Prompt A:
Decide whether each statement agrees with the marathon post below. (i) The writer heard someone call out at about mile 15. (ii) The writer photographed the children cheering at mile 4. (iii) The couple's orange t-shirts bore a picture of their son.
Prompt B:
From the marathon post below, copy out the passage that runs from "That moment wraps" up to and including "families are facing.".

Text block:
== Segment start ==

My buddy Randy, who ran his first marathon with me last month, drove down with his two sons, William and Josh.  Talk about a pick me up!  At about mile 15 I heard someone yelling my name out from the side.  I looked over and saw the three standing there.  If you are a runner and reading this post, you know how much something like that can mean to you.  It was awesome.  I also saw them a few miles later at a red light.  They drove beside me for a good bit and the boys were yelling, "Go Uncle Chris! You're doing awesome!" and "War Eagle!"  I have to say that was really cool.  Gave me a little boost of energy at a tough spot in the race.  Thanks guys!

Marathons are tough.  No doubt.  Some are a little harder than others.  Some of us struggle with distance more than others.  You go through many things both physically and mentally during a marathon.  What this race reminded me was that there are so many others that struggle with things so much more important than a run.  At mile 4 we ran through the campus of St Jude.  I had my phone out and ready to take pics of the kids as they cheered.  Well, I couldn't do it.  I was too emotional to stop and take them.  The kids and their parents were cheeirng and holding signs.  They said many things, but most stated their gratitude for our support.  As I ran by them, I wanted to do so much more than raise a few dollars for them.  I passed the campus again at mile 22 so I did stop and take a pic of the hospital.

One last quick moment that I experienced on the run.  I noticed after the halfway point that there was a couple running together.  They had orange tshirts on with a picture of a little girl on the back of them.  Not unusual for this race.  As I ran by them I asked them who the little girl was.  They both responded in unison, "Our daughter".  I wanted to ask what she was being treated for but I could only say "You guys are awesome!" and continue on.

That moment wraps up the whole experience for me.  Training for two marathons and running both of them in one month is hard, no doubt.  I experienced a good bit of cramping and pain Saturday.  I wanted to quit many times.  It was a mental and physical struggle.  With that said, my training and running doesn't even compare to the struggle that these kids and their families are facing. 

I am thankful that I was able to raise a little money for this great cause. 

I am thankful that many of you were able to help raise those funds.

I am thankful that I am physically and mentally capable of running marathons.

I am thankful my three children are healthy.

I am thankful...

I recieved a metal for finishing.  In my mind, the kids at St Jude deserve this metal, not me.  We could do so much more.  My site is still accepting donations,   I wonder how much more we could raise?

== Segment end ==

Material provided:
== Segment start ==

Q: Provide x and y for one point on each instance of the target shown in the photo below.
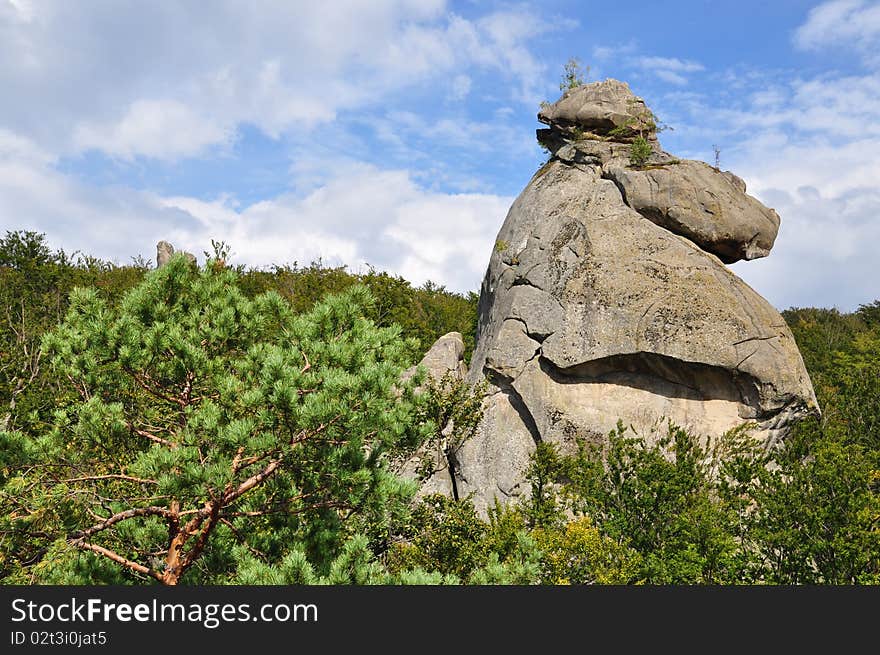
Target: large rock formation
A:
(605, 299)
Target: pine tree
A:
(202, 429)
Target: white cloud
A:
(461, 87)
(164, 129)
(668, 69)
(361, 216)
(848, 23)
(168, 81)
(670, 64)
(355, 215)
(810, 148)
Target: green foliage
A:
(574, 74)
(578, 553)
(444, 535)
(454, 409)
(131, 393)
(654, 494)
(639, 152)
(202, 417)
(813, 516)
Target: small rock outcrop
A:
(606, 298)
(446, 356)
(165, 250)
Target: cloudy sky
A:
(396, 133)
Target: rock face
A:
(599, 108)
(708, 207)
(605, 299)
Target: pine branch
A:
(121, 516)
(119, 559)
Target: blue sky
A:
(396, 133)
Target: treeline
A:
(224, 425)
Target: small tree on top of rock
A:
(575, 74)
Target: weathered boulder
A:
(604, 301)
(707, 206)
(600, 108)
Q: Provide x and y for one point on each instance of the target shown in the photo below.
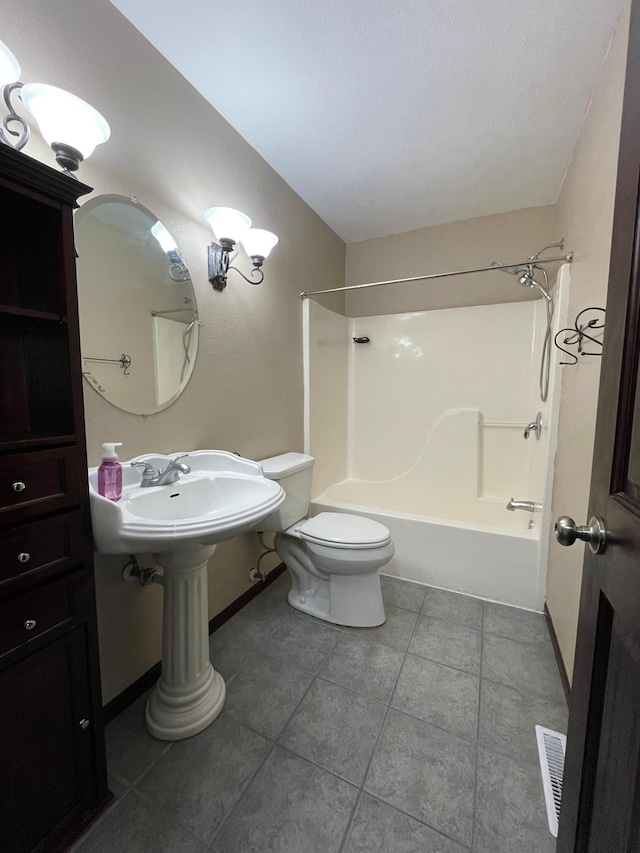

== Segment end ==

Task response A:
(i) Yes: "At about mile 15 I heard someone yelling my name out from the side."
(ii) No: "Well, I couldn't do it.  I was too emotional to stop and take them."
(iii) No: "They had orange tshirts on with a picture of a little girl on the back of them."

Task response B:
That moment wraps up the whole experience for me.  Training for two marathons and running both of them in one month is hard, no doubt.  I experienced a good bit of cramping and pain Saturday.  I wanted to quit many times.  It was a mental and physical struggle.  With that said, my training and running doesn't even compare to the struggle that these kids and their families are facing.